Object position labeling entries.

►

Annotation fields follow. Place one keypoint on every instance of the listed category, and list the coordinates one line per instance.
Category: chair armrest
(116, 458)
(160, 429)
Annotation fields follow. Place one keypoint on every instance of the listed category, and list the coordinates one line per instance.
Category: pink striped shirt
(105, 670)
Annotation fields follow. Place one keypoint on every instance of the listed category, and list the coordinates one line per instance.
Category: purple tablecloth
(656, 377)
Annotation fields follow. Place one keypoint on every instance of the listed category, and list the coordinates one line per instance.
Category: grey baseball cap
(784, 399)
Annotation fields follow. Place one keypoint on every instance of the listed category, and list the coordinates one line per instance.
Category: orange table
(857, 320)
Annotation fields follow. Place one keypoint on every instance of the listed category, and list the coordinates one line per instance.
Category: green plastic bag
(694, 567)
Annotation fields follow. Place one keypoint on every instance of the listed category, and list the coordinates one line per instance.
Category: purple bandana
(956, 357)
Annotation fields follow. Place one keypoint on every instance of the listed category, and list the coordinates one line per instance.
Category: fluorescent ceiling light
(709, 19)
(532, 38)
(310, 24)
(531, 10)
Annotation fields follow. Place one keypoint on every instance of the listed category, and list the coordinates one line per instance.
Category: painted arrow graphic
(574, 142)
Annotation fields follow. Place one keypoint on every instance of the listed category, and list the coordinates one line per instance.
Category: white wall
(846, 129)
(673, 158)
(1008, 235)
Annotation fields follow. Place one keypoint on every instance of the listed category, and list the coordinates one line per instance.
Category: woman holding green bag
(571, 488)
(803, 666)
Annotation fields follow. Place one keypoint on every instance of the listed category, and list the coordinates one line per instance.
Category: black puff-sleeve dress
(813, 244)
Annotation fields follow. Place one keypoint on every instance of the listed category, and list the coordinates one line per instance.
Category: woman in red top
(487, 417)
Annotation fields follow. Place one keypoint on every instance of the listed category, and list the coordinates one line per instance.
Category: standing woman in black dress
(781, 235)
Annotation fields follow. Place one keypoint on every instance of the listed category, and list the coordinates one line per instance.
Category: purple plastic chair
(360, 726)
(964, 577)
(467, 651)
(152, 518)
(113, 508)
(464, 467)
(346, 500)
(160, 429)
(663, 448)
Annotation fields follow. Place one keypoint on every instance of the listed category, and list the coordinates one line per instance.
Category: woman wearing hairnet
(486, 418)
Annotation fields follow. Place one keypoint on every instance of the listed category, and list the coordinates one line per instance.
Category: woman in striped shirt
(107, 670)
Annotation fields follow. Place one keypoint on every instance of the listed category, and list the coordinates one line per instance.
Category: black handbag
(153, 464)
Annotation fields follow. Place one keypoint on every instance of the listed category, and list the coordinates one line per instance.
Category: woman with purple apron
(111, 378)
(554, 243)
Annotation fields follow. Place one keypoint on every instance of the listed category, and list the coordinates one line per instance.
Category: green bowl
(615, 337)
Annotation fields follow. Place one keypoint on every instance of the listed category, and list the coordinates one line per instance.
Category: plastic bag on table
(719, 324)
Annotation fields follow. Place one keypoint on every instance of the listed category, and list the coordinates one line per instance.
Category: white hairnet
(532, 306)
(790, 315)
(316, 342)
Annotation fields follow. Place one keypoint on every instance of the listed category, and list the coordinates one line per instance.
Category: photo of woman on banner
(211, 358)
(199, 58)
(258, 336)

◄

Requirements.
Give an exact copy of all the data shown above.

Answer in full.
Annotation fields follow. Place one keypoint on every instance of the listed category, and list the coordinates one line per instance.
Category: chair armrest
(116, 458)
(160, 429)
Annotation fields follow. Place one keypoint on every instance of the listed category, and list the coordinates one line per instance.
Category: pink striped shirt
(105, 670)
Annotation fields follow. Place one keypoint on every instance of the listed category, and list the coordinates one line per instance.
Category: purple tablecloth
(656, 377)
Annotation fields follow. Place one keypoint on every instance of the listed category, and list the coordinates one line per instance.
Category: grey baseball cap
(784, 399)
Annotation fields follow. Place one keypoint on every instance of the listed category, and list the coordinates one line per instance.
Category: orange table
(857, 320)
Annotation fields follow. Place one keypoint on every instance of the listed category, and list the coordinates one line per instance.
Category: green plastic bag
(694, 567)
Annotation fields follow. Place one keypoint on every instance of the listed category, and list the coordinates one line per instance.
Category: purple bandana
(956, 357)
Annotation fields follow. Place one keypoint on every instance of the listed category, and list the coordinates one line per instance.
Category: fluorescent ceiling light
(709, 19)
(532, 38)
(310, 24)
(531, 10)
Annotation fields follow. Place one keypoint on every instance of the listed category, and list the coordinates one line per instance.
Category: painted arrow graphic
(574, 142)
Annotation fields follow. Place one keypoint on every instance of the listed category, and list the coordinates one line per instance.
Category: white wall
(846, 129)
(673, 158)
(1008, 235)
Annotation fields follow. Place one keypoint on every instance of the listed category, and list the coordinates one line per instance.
Category: woman holding green bag
(571, 488)
(803, 666)
Annotation fields follow. Place one keypoint on every instance of the listed category, and list the coordinates one line per instance.
Category: black puff-sleeve dress
(813, 244)
Annotation fields follow. Place one keypoint on every instance of the listed category, and list the coordinates one line per instance.
Category: woman in red top
(487, 417)
Annotation fields follow. Place one keypoint on every instance of the listed category, and list the coordinates one line per instance.
Category: standing woman in black dress
(781, 235)
Annotation fields follow. Place one keypoint on every instance of the listed category, and list the coordinates one line per instance.
Category: purple plastic chair
(360, 726)
(964, 577)
(467, 651)
(152, 518)
(113, 508)
(464, 467)
(346, 500)
(160, 429)
(663, 448)
Annotation fields follow. Place one keypoint on every instance of the listed category, and list the coordinates one line per instance.
Category: woman wearing hairnet
(486, 418)
Annotation fields follow. Place one keypoint on every instance of the listed category, and list the coordinates one line per instance.
Category: woman in striped shirt
(107, 670)
Annotation fields follow. Place one keypoint on every instance of the listed category, and list the coordinates one line per instance.
Category: black handbag
(153, 464)
Annotation fields follow. Place one keypoint on every instance of the listed category, and list the coordinates one line per instance.
Category: woman with purple apron
(111, 378)
(554, 243)
Annotation fields follow. Place one keypoint on every instance of the listed category, and list the coordinates one line per instance.
Category: green bowl
(615, 337)
Annotation fields follow. Place one keypoint on every instance of the listed category, and list the coordinates one line per instance.
Category: plastic bag on table
(719, 324)
Annotation fields follow. Place one keypoint on every instance of the listed category, and list the coordinates one line per instance.
Category: white hairnet
(532, 306)
(790, 315)
(316, 342)
Annotation fields follow. Place one keypoint on every instance of the listed category, and list the coordinates one line per instance.
Category: photo of woman on banner
(211, 358)
(199, 58)
(258, 336)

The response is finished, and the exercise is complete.